[Fragment tekstu]
━━━━━━━━━━━━━━━━━━━━
CZESŁAW GŁOWACKI

Dnia 27 lipca 1945 r., prokurator Specjalnego Sądu Karnego w Krakowie, w osobie wiceprokuratora rejonowego dr. Martiniego, z udziałem protokolantki, sekretarki Żukrowskiej, przesłuchał niżej wymienionego w charakterze świadka. Po uprzedzeniu świadka o odpowiedzialności karnej za fałszywe zeznania i o treści wymienionego art. 107 kpk, świadek zeznał, co następuje:


Imię i nazwisko Czesław Głowacki
Wiek 24 lata
Imiona rodziców Bronisław i Leokadia
Miejsce zamieszkania obecnie przejściowo Warszawa, ul. Jaworzyńska 7
Zajęcie absolwent gimnazjum
Wyznanie rzymskokatolickie
Karalność niekarany
Stosunek do stron obcy

16 sierpnia 1940 r. zostałem aresztowany w Warszawie przez gestapo pod zarzutem przynależności do organizacji walki podziemnej. 19 września 1940 r. zostałem osadzony w obozie koncentracyjnym Oświęcim I, tzw. Stammlager, w którym przebywałem do 20 czerwca 1943 r. W tym dniu przeniesiony zostałem do obozu koncentracyjnego Oświęcim II – Brzezinka (Birkenau). Tam przebywałem do 29 listopada 1944 r., kiedy to rozpoczęła się ewakuacja obozu oświęcimskiego z powodu postępowania armii sowieckiej. Grupę 2080 Polaków, wśród których znajdowałem się i ja, ewakuowano do Oranienburga, skąd rozdzielano partiami do innych obozów. Mnie skierowano kolejno do Sachsenhausen i Ravensbrück. 28 kwietnia 1945 r. ewakuowano również i nas. W trakcie tej ewakuacji uciekłem i przedostałem się do strefy zajętej przez wojska amerykańskie. 13 czerwca 1945 r. powróciłem do kraju.
━━━━━━━━━━━━━━━━━━━━
[Rekordy danych]
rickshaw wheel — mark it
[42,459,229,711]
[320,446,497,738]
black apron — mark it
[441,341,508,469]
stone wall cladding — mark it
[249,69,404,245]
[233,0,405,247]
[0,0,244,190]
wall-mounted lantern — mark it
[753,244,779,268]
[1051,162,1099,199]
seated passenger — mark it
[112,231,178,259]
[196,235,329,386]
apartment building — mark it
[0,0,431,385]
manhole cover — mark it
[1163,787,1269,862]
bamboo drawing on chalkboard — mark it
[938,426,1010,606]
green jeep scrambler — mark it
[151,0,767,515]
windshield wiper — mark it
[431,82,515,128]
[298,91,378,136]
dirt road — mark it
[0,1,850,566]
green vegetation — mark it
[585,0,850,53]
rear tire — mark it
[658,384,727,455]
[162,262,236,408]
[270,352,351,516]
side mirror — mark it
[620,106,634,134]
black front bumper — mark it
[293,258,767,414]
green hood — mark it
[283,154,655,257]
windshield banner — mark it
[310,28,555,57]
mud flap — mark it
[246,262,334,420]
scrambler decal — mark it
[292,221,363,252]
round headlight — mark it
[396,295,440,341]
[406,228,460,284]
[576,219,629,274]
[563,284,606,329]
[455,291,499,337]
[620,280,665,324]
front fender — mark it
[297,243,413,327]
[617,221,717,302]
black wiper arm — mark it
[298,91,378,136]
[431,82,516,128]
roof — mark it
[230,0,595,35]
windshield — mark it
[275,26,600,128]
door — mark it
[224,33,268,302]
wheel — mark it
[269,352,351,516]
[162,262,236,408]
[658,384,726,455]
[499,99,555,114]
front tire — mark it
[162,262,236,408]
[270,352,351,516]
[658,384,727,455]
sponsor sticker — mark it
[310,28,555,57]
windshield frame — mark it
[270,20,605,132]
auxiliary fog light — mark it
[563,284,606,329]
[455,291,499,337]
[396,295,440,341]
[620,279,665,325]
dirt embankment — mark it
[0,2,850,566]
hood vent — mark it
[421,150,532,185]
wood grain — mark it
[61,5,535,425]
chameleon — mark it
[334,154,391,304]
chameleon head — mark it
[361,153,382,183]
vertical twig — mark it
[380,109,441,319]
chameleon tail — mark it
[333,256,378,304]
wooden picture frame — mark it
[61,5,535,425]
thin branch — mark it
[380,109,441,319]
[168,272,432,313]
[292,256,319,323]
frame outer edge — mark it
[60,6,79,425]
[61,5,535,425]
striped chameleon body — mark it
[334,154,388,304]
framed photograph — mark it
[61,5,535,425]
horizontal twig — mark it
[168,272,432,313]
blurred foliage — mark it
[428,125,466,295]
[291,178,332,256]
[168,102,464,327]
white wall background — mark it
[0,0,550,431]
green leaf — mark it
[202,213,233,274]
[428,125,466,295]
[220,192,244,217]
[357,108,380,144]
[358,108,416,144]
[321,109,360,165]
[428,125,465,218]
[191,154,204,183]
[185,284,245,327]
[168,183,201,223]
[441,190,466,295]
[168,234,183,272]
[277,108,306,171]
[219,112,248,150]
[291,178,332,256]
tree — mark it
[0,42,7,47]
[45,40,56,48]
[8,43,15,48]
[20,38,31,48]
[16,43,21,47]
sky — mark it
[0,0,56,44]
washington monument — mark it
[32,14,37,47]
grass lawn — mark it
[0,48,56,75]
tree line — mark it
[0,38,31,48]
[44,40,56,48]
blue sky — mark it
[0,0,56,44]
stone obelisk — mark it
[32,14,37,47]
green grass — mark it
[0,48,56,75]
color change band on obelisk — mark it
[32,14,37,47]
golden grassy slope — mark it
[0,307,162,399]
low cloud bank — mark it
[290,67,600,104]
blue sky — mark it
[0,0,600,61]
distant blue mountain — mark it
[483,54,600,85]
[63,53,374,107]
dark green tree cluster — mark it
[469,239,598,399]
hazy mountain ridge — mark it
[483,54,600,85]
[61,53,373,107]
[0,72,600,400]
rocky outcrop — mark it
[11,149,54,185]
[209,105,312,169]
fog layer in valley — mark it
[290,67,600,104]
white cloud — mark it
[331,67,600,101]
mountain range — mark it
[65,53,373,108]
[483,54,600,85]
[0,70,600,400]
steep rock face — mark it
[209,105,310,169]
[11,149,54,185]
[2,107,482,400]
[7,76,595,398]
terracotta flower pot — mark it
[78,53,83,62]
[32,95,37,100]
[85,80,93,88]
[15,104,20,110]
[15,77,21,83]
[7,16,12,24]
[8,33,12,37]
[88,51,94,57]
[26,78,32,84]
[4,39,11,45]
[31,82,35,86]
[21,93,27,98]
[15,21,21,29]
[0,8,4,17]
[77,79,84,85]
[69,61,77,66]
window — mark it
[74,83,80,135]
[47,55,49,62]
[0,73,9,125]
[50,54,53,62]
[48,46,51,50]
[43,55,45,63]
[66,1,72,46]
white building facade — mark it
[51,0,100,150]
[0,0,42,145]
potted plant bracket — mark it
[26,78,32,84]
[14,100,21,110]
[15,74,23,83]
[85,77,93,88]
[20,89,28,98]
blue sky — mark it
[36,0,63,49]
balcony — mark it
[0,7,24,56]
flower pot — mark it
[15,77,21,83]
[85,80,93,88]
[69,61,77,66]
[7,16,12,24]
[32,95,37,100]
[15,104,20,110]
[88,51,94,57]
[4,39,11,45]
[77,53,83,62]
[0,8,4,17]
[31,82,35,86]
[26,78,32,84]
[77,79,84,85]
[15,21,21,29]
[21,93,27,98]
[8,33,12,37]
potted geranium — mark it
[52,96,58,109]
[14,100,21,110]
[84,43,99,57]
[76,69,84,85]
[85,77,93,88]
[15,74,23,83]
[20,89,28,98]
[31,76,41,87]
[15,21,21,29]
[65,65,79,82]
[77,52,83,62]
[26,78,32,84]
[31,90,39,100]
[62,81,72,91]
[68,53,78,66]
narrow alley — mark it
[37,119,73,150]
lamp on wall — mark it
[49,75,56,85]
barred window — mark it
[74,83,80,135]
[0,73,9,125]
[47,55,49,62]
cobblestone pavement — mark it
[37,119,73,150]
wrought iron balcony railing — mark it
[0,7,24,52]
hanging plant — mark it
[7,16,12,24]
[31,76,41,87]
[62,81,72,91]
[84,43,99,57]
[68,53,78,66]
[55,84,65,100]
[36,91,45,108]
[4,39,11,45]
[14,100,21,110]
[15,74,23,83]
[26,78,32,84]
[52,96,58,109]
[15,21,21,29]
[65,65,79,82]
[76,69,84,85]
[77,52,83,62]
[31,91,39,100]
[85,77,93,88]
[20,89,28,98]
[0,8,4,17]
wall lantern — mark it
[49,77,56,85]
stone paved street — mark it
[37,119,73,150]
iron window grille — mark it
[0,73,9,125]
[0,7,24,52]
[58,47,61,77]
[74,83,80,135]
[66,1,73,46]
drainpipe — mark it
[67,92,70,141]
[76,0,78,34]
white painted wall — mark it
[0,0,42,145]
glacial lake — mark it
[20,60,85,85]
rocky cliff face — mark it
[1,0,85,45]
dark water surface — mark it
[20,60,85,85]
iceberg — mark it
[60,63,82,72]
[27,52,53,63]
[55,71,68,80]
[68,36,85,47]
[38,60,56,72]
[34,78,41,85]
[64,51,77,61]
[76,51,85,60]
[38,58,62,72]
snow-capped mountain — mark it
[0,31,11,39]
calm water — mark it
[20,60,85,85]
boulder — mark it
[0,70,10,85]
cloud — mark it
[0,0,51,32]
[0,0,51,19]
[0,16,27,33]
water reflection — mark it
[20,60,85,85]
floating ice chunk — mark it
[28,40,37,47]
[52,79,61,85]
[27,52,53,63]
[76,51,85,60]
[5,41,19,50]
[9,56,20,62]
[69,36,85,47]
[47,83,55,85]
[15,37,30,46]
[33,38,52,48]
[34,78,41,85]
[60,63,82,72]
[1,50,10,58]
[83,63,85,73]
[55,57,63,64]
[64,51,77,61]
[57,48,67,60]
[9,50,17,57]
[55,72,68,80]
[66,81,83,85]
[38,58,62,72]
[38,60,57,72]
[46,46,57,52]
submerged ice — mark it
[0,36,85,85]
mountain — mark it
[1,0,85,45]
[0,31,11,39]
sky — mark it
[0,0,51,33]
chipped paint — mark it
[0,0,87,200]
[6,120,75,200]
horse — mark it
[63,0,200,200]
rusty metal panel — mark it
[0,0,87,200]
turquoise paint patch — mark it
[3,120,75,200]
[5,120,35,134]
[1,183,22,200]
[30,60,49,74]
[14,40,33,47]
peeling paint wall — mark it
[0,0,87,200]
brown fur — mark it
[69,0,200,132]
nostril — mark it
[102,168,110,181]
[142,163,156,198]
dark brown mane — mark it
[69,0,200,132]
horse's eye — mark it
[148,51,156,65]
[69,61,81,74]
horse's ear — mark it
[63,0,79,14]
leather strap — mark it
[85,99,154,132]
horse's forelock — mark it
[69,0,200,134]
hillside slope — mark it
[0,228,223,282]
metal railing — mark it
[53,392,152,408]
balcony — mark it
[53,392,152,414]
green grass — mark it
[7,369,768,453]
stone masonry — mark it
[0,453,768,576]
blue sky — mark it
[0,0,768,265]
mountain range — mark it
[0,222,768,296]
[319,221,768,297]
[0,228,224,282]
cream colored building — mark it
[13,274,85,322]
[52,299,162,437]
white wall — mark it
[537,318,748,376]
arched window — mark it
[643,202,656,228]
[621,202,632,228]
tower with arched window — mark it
━━━━━━━━━━━━━━━━━━━━
[Polecenie A]
Odtwórz całe zeznanie słowo w słowo.
[Polecenie B]
Proszę przeskalować linie rekordów od początku rekordów do linii zawierającej „[334,154,391,304]”, obie włącznie. Podaj je ponownie w całości, także linie bez liczb, a każdą współrzędną ramek pomnóż przez 1,95 i zaokrąglij do liczby całkowitej, połówki w górę.

[Odpowiedź na polecenie A]
CZESŁAW GŁOWACKI

Dnia 27 lipca 1945 r., prokurator Specjalnego Sądu Karnego w Krakowie, w osobie wiceprokuratora rejonowego dr. Martiniego, z udziałem protokolantki, sekretarki Żukrowskiej, przesłuchał niżej wymienionego w charakterze świadka. Po uprzedzeniu świadka o odpowiedzialności karnej za fałszywe zeznania i o treści wymienionego art. 107 kpk, świadek zeznał, co następuje:


Imię i nazwisko Czesław Głowacki
Wiek 24 lata
Imiona rodziców Bronisław i Leokadia
Miejsce zamieszkania obecnie przejściowo Warszawa, ul. Jaworzyńska 7
Zajęcie absolwent gimnazjum
Wyznanie rzymskokatolickie
Karalność niekarany
Stosunek do stron obcy

16 sierpnia 1940 r. zostałem aresztowany w Warszawie przez gestapo pod zarzutem przynależności do organizacji walki podziemnej. 19 września 1940 r. zostałem osadzony w obozie koncentracyjnym Oświęcim I, tzw. Stammlager, w którym przebywałem do 20 czerwca 1943 r. W tym dniu przeniesiony zostałem do obozu koncentracyjnego Oświęcim II – Brzezinka (Birkenau). Tam przebywałem do 29 listopada 1944 r., kiedy to rozpoczęła się ewakuacja obozu oświęcimskiego z powodu postępowania armii sowieckiej. Grupę 2080 Polaków, wśród których znajdowałem się i ja, ewakuowano do Oranienburga, skąd rozdzielano partiami do innych obozów. Mnie skierowano kolejno do Sachsenhausen i Ravensbrück. 28 kwietnia 1945 r. ewakuowano również i nas. W trakcie tej ewakuacji uciekłem i przedostałem się do strefy zajętej przez wojska amerykańskie. 13 czerwca 1945 r. powróciłem do kraju.

[Odpowiedź na polecenie B]
rickshaw wheel — mark it
[82,895,447,1386]
[624,870,969,1439]
black apron — mark it
[860,665,991,915]
stone wall cladding — mark it
[486,135,788,478]
[454,0,790,482]
[0,0,476,371]
wall-mounted lantern — mark it
[1468,476,1519,523]
[2049,316,2143,388]
seated passenger — mark it
[218,450,347,505]
[382,458,642,753]
apartment building — mark it
[0,0,840,751]
manhole cover — mark it
[2268,1535,2475,1681]
bamboo drawing on chalkboard — mark it
[1829,831,1970,1182]
green jeep scrambler — mark it
[294,0,1496,1004]
windshield wiper — mark it
[840,160,1004,250]
[581,177,737,265]
dirt road — mark it
[0,2,1658,1104]
green vegetation — mark it
[1141,0,1658,103]
rear tire — mark it
[1283,749,1418,887]
[316,511,460,796]
[527,686,684,1006]
side mirror — mark it
[1209,207,1236,261]
black front bumper — mark it
[571,503,1496,807]
green hood — mark it
[552,300,1277,501]
windshield banner — mark it
[605,55,1082,111]
mud flap — mark it
[480,511,651,819]
scrambler decal — mark it
[569,431,708,491]
round headlight — mark it
[772,575,858,665]
[792,445,897,554]
[1123,427,1227,534]
[1098,554,1182,642]
[887,567,973,657]
[1209,546,1297,632]
front fender — mark it
[579,474,805,638]
[1203,431,1398,589]
black wiper arm — mark it
[581,177,737,265]
[840,160,1006,250]
roof — mark it
[449,0,1160,68]
windshield — mark it
[536,51,1170,250]
door — mark it
[437,64,523,589]
wheel — mark it
[525,686,684,1006]
[316,511,460,796]
[1283,749,1416,887]
[973,193,1082,222]
front tire — mark it
[316,511,460,796]
[527,686,684,1006]
[1283,749,1418,887]
sponsor sticker — mark it
[605,55,1082,111]
windshield frame — mark it
[527,39,1180,257]
auxiliary fog light — mark it
[1098,554,1182,642]
[887,567,973,657]
[772,575,858,665]
[1209,544,1297,634]
dirt embankment — mark it
[0,4,1658,1104]
hood vent — mark it
[821,293,1037,361]
wood grain — mark it
[119,10,1043,829]
chameleon — mark it
[651,300,762,593]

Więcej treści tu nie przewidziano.